**ИСХОДНЫЙ ТЕКСТ:**
Реакция ведущего была точно такой же, как у моего знакомого журналиста — на его лице отразилось удивление, затем он всплеснул руками и стал лихорадочно объяснять мне, что это просто невозможно, так как, зная вопросы заранее, я утрачу в моих ответах эмоциональность реакции, а, следовательно, существенно ослабнет впечатление зрителей. Я тщетно пыталась протестовать, но, в конце концов, пришлось с опаской выйти на интервью, так ничего и не добившись.

**ИСХОДНЫЕ ДАННЫЕ:**
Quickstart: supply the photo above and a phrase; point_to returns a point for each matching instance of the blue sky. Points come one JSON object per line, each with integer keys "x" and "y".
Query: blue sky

**ЗАДАНИЯ:**
A. Приведите из текста об интервью отрывок от «Реакция ведущего была» до «и не добившись.» включительно.
B. Согласуются ли с текстом об интервью следующие утверждения? (i) Ведущий отреагировал так же, как знакомый журналист. (ii) Ведущий согласился заранее сообщить вопросы. (iii) Ведущий считал, что при знании вопросов заранее ответы потеряют эмоциональность. Для каждого утверждения ответьте «да» или «нет» и приведите решающие слова текста в точной цитате.
C. Продолжите текст об интервью, начав сразу после его последнего предложения.

**ОТВЕТЫ К ЗАДАНИЯМ:**
A.
Реакция ведущего была точно такой же, как у моего знакомого журналиста — на его лице отразилось удивление, затем он всплеснул руками и стал лихорадочно объяснять мне, что это просто невозможно, так как, зная вопросы заранее, я утрачу в моих ответах эмоциональность реакции, а, следовательно, существенно ослабнет впечатление зрителей. Я тщетно пыталась протестовать, но, в конце концов, пришлось с опаской выйти на интервью, так ничего и не добившись.

B.
(i) Да: «Реакция ведущего была точно такой же, как у моего знакомого журналиста».
(ii) Нет: «стал лихорадочно объяснять мне, что это просто невозможно».
(iii) Да: «зная вопросы заранее, я утрачу в моих ответах эмоциональность реакции».

C.
Первые вопросы были, разумеется, о советских спутниках, но, сказав, что о спутниках уже много сказано в прессе, по радио и на телевидении, я вскоре сумела перевести разговор на значение всех исследований, проводящихся во время МГГ. Я говорила, что спутники — блестящее достижение техники, открывающее принципиально новые возможности для научных исследований. Однако огромное значение в настоящее время имеет и то, что учёным более семидесяти стран удалось впервые организовать наблюдения, охватывающие всю Землю, её атмосферу и Мировой океан. Этот грандиозный эксперимент сблизил учёных стран с самыми различными политическими системами и убедительно показал общность их интересов в понимании того, что же происходит и почему на нашей планете. В конечном итоге результаты этих исследований интересны и важны для всех населяющих нашу планету народов.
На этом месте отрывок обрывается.